What needs to be done: Rewrite the records from the line containing "Q: Point to the green" through the line containing "x=107, y=49", inclusive, replacing "in the photo above" with "in the image above" and keeping everything else unchanged. Leave out the picture markers.

(A set of records)
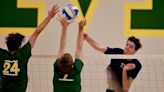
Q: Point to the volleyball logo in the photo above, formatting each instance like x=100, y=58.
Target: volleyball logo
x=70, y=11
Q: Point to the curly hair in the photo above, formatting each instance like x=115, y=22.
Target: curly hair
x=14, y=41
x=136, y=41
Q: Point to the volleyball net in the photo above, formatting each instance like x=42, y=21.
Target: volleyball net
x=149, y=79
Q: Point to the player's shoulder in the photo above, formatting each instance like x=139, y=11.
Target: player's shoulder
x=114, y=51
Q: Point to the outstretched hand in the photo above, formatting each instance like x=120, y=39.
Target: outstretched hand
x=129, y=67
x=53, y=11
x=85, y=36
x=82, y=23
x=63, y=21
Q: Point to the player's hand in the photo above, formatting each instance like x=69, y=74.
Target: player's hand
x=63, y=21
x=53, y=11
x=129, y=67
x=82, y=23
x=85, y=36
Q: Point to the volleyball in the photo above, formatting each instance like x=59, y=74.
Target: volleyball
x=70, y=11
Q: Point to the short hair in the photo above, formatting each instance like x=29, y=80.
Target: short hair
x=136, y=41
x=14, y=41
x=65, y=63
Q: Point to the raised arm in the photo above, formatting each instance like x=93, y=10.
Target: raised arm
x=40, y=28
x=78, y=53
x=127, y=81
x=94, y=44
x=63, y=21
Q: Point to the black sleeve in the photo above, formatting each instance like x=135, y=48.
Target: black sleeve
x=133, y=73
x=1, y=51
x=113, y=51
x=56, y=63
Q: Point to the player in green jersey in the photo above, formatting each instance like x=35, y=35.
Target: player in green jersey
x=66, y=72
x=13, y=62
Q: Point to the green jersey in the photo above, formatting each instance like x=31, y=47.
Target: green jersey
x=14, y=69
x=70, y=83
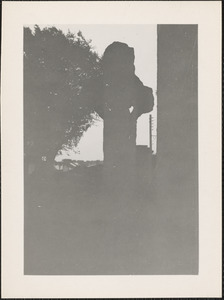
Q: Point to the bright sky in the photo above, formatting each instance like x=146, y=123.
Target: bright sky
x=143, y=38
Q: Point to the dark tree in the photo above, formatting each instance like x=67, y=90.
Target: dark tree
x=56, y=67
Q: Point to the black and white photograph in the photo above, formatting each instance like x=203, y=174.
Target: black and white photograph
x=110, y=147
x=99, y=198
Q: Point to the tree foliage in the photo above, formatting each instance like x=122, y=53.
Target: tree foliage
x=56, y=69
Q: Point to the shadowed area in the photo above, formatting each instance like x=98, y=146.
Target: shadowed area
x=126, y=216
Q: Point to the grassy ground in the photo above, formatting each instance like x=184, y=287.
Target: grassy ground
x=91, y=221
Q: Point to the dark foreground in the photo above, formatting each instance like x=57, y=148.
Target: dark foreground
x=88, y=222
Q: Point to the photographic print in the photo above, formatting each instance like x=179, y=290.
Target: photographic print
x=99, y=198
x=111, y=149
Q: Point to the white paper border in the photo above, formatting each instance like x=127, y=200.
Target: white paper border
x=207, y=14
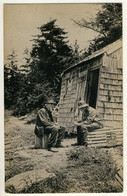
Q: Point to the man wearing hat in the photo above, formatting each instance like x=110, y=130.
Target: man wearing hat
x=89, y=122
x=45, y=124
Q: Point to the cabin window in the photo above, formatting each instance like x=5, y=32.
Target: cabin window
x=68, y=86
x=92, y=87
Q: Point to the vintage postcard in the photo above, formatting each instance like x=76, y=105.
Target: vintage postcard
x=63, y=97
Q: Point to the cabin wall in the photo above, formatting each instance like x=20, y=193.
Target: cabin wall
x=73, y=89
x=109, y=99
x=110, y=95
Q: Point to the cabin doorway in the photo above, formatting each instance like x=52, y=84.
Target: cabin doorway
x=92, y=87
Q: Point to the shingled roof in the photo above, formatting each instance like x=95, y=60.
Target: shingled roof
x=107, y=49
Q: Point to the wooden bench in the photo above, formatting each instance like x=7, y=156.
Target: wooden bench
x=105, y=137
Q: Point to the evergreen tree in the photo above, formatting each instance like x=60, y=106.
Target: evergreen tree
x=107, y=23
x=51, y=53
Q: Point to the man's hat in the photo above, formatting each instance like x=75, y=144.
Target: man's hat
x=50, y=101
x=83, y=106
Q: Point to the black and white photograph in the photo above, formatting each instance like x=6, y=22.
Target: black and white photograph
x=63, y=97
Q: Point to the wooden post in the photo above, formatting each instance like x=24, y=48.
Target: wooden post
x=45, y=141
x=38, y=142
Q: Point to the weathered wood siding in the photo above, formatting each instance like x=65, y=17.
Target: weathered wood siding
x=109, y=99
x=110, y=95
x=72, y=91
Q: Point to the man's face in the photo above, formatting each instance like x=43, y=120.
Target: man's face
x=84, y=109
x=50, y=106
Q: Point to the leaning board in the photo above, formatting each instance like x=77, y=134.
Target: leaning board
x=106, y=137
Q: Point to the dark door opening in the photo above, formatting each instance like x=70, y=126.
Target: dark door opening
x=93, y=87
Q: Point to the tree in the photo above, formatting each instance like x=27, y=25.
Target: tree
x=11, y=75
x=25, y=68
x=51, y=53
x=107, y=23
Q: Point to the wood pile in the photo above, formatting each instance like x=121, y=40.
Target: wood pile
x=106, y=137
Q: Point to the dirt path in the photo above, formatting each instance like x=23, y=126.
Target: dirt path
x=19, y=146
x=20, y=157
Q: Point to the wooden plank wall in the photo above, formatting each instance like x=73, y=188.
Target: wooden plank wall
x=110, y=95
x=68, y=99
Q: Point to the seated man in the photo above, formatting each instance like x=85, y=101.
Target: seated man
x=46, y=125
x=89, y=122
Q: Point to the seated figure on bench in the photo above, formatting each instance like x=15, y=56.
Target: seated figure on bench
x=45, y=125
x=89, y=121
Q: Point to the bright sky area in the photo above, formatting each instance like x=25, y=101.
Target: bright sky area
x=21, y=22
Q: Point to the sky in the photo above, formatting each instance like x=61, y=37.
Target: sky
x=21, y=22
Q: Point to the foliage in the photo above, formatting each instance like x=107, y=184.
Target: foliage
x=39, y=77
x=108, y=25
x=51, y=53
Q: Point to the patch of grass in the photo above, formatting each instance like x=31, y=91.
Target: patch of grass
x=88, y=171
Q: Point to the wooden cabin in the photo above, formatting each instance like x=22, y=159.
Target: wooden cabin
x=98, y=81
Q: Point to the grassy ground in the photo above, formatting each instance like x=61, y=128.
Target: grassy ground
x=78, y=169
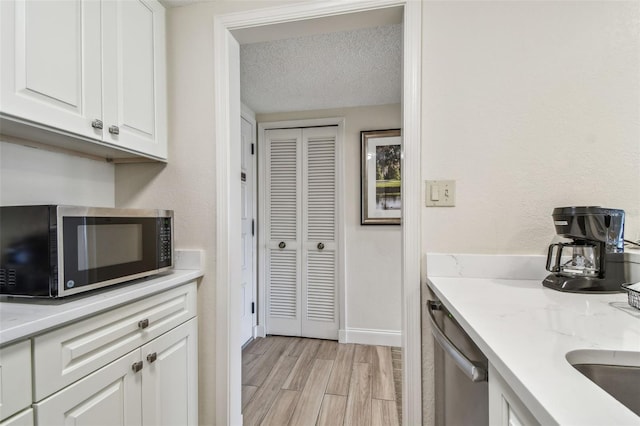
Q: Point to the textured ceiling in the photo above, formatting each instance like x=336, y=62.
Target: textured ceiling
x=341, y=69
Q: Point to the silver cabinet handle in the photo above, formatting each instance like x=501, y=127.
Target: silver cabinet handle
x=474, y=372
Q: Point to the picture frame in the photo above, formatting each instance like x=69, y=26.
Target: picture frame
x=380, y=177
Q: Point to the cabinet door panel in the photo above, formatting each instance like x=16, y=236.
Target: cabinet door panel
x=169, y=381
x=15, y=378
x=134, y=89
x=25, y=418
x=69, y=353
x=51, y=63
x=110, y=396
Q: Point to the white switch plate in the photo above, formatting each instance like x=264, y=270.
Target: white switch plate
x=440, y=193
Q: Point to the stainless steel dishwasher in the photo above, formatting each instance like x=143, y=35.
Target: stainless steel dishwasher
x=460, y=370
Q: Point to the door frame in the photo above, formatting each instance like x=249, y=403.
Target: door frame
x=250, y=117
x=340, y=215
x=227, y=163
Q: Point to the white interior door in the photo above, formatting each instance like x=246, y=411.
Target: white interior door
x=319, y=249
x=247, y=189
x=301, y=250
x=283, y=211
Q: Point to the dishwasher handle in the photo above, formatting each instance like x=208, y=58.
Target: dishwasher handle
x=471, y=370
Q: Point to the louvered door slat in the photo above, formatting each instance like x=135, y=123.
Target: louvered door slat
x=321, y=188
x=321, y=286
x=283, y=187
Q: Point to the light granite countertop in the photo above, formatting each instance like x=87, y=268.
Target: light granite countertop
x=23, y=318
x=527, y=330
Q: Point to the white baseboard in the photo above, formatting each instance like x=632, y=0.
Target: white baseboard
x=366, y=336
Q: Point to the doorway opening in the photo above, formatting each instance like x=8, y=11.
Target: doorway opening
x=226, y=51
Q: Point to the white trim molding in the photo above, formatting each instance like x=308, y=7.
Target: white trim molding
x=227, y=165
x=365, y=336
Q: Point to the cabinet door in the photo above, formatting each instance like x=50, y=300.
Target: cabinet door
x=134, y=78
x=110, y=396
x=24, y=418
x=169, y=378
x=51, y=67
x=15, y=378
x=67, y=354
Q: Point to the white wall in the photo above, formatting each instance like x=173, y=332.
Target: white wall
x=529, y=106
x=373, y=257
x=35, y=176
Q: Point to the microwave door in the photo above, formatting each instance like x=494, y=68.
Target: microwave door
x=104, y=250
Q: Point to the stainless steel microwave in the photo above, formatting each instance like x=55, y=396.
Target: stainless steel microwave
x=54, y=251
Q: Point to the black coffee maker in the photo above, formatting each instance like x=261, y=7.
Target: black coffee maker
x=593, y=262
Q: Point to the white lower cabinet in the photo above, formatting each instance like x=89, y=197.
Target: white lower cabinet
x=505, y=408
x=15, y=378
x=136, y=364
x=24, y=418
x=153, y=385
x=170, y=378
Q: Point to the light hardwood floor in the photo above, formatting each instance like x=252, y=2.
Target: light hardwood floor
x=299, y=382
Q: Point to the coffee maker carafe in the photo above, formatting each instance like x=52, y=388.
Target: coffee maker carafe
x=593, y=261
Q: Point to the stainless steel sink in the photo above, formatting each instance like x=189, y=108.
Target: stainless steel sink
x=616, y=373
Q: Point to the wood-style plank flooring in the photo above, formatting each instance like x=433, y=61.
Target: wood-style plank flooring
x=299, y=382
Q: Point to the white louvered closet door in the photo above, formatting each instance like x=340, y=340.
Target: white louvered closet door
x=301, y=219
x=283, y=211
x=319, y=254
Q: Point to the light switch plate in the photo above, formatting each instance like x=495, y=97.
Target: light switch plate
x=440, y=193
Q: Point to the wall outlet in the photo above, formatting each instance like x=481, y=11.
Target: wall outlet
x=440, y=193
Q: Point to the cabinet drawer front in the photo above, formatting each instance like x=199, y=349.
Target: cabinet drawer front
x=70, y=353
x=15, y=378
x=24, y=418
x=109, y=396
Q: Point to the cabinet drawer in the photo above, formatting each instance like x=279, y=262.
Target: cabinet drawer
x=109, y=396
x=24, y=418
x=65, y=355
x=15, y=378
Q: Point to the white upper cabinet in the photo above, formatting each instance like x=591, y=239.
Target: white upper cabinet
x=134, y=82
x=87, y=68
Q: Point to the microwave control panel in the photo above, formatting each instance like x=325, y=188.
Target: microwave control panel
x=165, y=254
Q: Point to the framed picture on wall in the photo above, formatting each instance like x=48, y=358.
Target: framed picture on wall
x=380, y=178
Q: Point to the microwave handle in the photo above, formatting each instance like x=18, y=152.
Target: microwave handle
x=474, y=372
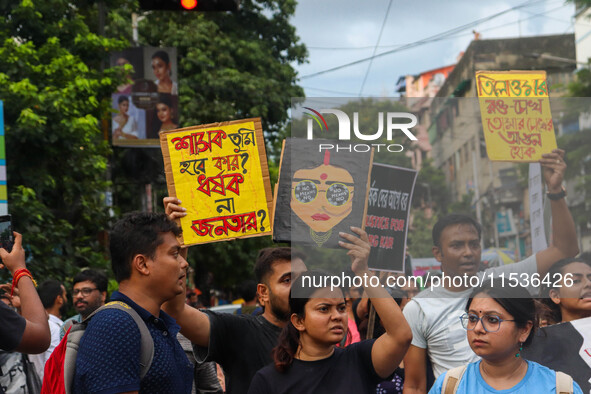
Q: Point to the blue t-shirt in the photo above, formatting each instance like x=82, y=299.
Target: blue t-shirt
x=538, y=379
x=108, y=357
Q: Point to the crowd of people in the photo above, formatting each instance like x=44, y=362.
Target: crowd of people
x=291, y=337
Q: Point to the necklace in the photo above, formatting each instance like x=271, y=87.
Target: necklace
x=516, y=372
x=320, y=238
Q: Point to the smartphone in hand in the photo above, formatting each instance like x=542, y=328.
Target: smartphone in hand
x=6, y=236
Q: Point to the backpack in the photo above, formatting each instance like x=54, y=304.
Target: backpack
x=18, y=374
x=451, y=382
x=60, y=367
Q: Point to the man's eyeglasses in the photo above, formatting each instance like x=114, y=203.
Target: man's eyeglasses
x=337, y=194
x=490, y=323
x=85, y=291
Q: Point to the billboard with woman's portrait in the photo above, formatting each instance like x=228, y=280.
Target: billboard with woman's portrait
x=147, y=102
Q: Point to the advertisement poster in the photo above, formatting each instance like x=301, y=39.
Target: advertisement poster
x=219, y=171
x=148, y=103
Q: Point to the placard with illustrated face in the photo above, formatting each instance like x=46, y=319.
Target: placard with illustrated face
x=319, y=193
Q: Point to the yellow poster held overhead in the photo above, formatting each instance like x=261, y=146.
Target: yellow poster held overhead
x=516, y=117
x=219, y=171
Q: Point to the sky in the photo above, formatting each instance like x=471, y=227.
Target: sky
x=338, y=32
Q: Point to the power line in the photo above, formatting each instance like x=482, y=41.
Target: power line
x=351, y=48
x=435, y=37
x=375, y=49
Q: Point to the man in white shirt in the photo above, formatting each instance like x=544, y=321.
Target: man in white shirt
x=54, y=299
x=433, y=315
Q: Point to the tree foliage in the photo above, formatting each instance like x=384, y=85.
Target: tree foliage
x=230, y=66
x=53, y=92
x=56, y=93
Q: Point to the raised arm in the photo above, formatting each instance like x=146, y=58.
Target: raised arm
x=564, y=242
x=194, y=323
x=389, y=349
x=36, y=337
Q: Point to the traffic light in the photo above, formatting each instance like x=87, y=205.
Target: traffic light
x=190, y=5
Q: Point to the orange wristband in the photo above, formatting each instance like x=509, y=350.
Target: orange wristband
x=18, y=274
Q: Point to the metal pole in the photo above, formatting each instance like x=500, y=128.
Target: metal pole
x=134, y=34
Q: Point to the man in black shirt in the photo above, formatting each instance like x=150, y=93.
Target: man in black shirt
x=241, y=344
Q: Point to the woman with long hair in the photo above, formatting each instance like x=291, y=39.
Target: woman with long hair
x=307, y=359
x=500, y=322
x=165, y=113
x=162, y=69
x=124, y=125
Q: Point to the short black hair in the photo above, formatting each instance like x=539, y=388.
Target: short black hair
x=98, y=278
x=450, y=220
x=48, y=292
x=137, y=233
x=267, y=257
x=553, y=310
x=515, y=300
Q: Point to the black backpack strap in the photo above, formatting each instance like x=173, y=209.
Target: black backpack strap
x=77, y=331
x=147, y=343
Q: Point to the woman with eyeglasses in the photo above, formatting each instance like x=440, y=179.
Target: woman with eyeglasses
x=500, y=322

Exercise response:
Q: Point to the green jersey in the image above, formatting each instance like x=31, y=47.
Target: green jersey
x=14, y=69
x=70, y=83
Q: Point to the bright sky in the image above, formatting each instance like x=146, y=123.
Target: bright sky
x=143, y=38
Q: Point to the dark tree in the image above, formatting each instance like x=67, y=90.
Target: dark tree
x=56, y=67
Q: Point to the black and white photograph in the image above, formatting each instance like x=203, y=174.
Target: black and white photograph
x=110, y=147
x=99, y=198
Q: Point to the tree foliage in the image above, formatting each instance like x=122, y=53.
Target: tree foliage
x=56, y=69
Q: Point to the shadowed area in the image above, formatting each instance like x=98, y=146.
Target: shadowed area
x=126, y=216
Q: Point to the grassy ground in the image above, formatting each instance like x=184, y=287.
Target: grassy ground
x=91, y=221
Q: Point to the dark foreground in the image above, formatting each instance like x=57, y=148.
Target: dark foreground
x=88, y=222
Q: Point to the photographic print in the image above, formatting each instance like x=179, y=290.
Target: photographic print
x=99, y=198
x=111, y=149
Q: Point to the white paper border in the image above, formatting each instance like x=127, y=200.
Target: white paper border
x=207, y=14
Q: Point to the man wearing hat in the image above, formatting each instance like x=110, y=130.
Target: man wearing hat
x=89, y=122
x=45, y=124
Q: Point to the cabin window in the image above, formatting each instance like x=5, y=32.
Target: cabin window
x=68, y=86
x=92, y=87
Q: Point to the vintage postcard in the image above, formatting each instance like x=76, y=105.
Target: vintage postcard
x=63, y=97
Q: Point to the cabin wall in the image above, formatting each instance like x=20, y=193.
Target: cabin wall
x=73, y=89
x=109, y=99
x=110, y=95
Q: Point to the cabin doorway in the image above, formatting each instance like x=52, y=84.
Target: cabin doorway
x=92, y=87
Q: Point to the shingled roof in the image above, formatting each instance like x=95, y=60.
Target: shingled roof
x=107, y=49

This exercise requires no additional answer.